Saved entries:
==============================

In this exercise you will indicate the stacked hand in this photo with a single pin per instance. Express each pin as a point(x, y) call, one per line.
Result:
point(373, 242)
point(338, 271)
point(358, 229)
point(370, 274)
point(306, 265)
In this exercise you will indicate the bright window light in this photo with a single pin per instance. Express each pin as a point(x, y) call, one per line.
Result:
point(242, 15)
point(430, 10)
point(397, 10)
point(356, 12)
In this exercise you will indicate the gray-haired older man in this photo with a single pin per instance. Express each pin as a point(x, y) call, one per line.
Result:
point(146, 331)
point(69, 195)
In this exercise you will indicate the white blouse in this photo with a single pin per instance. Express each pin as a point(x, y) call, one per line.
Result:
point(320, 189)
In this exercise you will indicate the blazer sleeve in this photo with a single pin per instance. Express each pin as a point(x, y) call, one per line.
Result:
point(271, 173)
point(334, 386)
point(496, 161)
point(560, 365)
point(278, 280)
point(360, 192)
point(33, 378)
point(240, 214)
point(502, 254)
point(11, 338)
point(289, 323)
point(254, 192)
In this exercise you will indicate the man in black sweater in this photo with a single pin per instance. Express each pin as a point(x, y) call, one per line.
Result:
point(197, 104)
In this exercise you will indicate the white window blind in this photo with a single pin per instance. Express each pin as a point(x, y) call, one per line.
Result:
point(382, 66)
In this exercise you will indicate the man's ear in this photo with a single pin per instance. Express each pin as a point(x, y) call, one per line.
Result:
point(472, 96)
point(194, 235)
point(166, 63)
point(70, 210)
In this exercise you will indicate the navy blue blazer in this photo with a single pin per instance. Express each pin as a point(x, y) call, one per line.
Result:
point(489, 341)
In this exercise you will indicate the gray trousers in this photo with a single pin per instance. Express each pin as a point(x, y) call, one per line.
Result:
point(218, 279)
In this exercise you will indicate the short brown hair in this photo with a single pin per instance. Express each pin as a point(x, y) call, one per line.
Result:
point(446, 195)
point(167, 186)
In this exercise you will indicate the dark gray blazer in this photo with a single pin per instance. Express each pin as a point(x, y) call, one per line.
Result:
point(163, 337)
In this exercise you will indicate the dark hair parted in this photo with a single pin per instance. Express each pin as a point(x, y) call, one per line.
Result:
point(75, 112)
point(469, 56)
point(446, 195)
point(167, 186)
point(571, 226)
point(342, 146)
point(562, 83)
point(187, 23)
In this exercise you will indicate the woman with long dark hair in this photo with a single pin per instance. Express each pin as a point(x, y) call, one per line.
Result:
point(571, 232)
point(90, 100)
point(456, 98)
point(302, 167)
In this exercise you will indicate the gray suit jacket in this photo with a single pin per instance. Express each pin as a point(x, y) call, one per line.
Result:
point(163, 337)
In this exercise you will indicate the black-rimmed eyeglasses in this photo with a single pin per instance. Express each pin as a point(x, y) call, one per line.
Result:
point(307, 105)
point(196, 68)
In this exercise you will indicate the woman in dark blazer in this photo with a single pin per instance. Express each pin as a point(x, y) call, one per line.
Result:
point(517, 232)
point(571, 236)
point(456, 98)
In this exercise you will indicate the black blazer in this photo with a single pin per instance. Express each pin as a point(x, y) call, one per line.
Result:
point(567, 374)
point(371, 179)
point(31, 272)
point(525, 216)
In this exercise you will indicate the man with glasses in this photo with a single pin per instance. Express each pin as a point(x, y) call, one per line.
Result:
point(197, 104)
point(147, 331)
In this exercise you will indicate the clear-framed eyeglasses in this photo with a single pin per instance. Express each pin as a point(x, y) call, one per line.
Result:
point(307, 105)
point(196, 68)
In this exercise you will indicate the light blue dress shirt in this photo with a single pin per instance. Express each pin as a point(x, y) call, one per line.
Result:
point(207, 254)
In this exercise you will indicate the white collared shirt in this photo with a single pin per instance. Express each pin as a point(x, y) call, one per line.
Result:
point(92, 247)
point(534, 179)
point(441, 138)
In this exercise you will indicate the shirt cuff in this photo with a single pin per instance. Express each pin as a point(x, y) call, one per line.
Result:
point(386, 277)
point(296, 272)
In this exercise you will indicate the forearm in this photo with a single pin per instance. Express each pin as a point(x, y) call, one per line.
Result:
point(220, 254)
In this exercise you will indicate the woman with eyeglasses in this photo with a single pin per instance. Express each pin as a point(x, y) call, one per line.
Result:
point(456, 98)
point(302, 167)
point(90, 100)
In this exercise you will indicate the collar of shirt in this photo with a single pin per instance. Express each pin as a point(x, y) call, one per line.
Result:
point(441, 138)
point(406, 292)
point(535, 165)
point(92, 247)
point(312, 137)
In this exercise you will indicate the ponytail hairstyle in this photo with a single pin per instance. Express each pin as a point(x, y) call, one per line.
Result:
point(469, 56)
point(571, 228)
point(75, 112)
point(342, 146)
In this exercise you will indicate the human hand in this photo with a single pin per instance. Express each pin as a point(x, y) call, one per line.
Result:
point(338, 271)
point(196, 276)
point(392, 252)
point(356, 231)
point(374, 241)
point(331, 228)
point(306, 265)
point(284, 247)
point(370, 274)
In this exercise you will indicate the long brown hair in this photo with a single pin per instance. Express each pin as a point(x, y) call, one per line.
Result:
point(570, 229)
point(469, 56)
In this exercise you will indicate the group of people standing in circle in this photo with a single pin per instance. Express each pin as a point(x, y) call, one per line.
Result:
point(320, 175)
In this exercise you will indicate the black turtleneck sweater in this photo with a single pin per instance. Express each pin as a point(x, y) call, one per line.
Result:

==============================

● **Action item**:
When a line among the entries above contains "white", copy it.

● **Exercise output**:
In this exercise you will indicate the white blouse in this photo with a single pin per instance. Express each pin as a point(x, y) call, one per line.
In this exercise you will indicate the white window blind in this photo with a single pin per instance. Express each pin as a point(x, y) call, one per line.
In this exercise you will indicate the white collared shirt in this photo with a single pin per instance. Express each pin as a point(x, y) call, one per line.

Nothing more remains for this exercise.